_Aufgabe_
Liste alle Personen auf, die im Text über den Fall Mollath mit Namen genannt werden.

In seinem Fall waren die Auslöser neue Fakten, die Michael Kasperowitsch, Redakteur der Nürnberger Nachrichten, zum Anlass für weitere Recherchen nahm und eine erste Berichterstattung folgen ließ. Sowohl die Süddeutsche Zeitung als auch die ARD griffen das Thema auf und so wurde SZ-Redakteur Uwe Ritzer einer der späteren Antreiber im Fall Mollath. In der Sendung schilderte Ritzer, wie der Zeitung der geheime Revisionsbericht der HypoVereinsbank aus dem Jahr 2003 im Jahr 2011 zugespielt wurde und welche Schlüsse sich daraus ergaben.

Hart ins Gericht ging Ritzer zudem mit Beate Merk. Dass die bayerische Justizministerin jetzt so tue, als ginge das Wiederaufnahmeverfahren auf ihre Initiative zurück, sei "an politischer Dreistigkeit nicht zu überbieten", so der SZ-Redakteur. Sie habe über Monate hinweg Gustl Mollath für "gefährlich erklärt" und darauf verwiesen, dass ein rechtskräftiges Urteil vorliegt. "Und was rechtskräftig ist, ist richtig", fügte Ritzer mit ironischem Unterton hinzu.

Strafverteidiger Gerhard Strate wiederum ließ kein gutes Haar an den Richtern und den Gutachtern, die in den Fall involviert waren. Allen voran wurde der Vorsitzende Richter am Nürnberger Landgericht, Otto Brixner, namentlich genannt. "Ich habe in dem Wiederaufnahmegesuch, das ich im Februar gestellt habe, zehn Fälle der schweren Rechtsbeugung dargestellt", so der Vorwurf von Strate, der schwerste davon sei, dass Gustl Mollath "faktisch unverteidigt in der Gerichtsverhandlung war".

Für einiges Aufsehen sorgte zudem der Auftritt der seit über 30 Jahren als Psychiaterin und Gutachterin tätigen Hanna Ziegert. Auf die Frage von Beckmann, ob es ein Fehler von Gustl Mollath gewesen sei, die Untersuchungen von Fachärzten abzulehnen, sagte Hanna Ziegert: "Ich weiß nicht, ob ich mich jemals würde begutachten lassen". Als Begründung führte sie an, dass die Grundvoraussetzung für eine Begutachtung das Vertrauen in den Psychiater sei. Für Hanna Ziegert sei es keineswegs selbstverständlich, dass ein solches Vertrauen automatisch vorhanden sei oder aufgebaut werden könne.

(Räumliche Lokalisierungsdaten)

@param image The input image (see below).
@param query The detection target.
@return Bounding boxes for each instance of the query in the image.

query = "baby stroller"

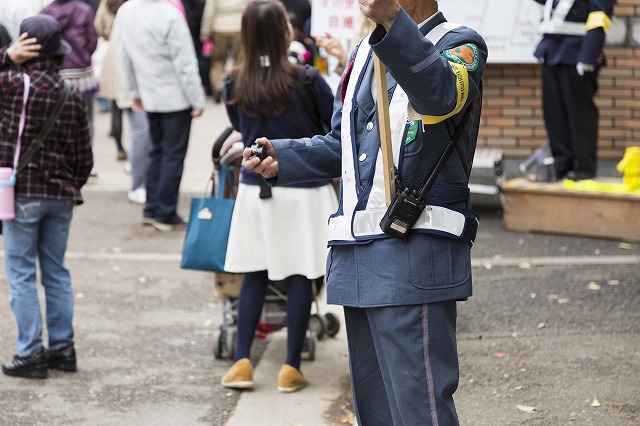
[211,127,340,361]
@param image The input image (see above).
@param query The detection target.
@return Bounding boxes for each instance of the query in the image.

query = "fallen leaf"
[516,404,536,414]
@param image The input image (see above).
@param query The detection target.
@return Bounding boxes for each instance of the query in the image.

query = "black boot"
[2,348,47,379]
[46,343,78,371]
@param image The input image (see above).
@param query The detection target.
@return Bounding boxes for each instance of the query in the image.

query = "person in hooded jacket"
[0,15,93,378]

* * *

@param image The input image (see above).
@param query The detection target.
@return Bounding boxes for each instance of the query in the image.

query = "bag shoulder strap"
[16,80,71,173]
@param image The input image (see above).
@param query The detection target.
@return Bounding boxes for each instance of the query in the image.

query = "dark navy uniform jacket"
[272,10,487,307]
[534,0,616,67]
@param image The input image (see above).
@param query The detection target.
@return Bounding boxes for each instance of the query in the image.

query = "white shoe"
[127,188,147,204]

==

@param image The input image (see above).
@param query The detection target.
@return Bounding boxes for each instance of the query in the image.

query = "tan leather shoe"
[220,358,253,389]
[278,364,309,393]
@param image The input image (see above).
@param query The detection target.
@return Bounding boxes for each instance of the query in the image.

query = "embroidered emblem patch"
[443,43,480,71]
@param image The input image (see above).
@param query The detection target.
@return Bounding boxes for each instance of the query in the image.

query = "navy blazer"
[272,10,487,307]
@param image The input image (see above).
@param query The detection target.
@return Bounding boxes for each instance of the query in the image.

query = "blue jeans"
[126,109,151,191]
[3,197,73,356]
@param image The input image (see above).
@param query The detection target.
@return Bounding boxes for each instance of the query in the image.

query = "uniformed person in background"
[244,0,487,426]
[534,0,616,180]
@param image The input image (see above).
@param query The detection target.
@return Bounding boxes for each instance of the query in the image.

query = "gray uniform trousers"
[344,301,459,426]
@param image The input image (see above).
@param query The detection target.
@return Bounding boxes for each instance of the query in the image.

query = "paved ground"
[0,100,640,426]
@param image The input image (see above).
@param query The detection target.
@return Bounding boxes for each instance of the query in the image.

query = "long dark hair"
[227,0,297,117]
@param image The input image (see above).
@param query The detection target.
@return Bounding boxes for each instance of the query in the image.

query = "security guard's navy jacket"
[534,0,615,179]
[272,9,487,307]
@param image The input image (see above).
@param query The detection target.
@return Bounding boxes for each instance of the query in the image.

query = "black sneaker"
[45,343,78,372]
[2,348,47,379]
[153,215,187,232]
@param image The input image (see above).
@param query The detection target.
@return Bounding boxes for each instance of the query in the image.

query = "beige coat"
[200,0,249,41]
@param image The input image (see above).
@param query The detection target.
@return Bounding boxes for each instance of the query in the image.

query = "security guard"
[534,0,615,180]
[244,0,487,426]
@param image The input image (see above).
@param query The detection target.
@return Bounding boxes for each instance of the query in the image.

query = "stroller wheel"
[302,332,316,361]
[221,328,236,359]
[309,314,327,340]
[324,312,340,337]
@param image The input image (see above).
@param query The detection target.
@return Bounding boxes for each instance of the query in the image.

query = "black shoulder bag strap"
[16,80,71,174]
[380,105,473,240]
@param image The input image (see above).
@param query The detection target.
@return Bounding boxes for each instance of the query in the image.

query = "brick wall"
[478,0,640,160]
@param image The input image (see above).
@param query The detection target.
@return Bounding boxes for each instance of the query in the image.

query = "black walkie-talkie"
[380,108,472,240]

_Antwort_
- Michael Kasperowitsch
- Uwe Ritzer
- Gustl Mollath
- Beate Merk
- Gerhard Strate
- Otto Brixner
- Hanna Ziegert
- Beckmann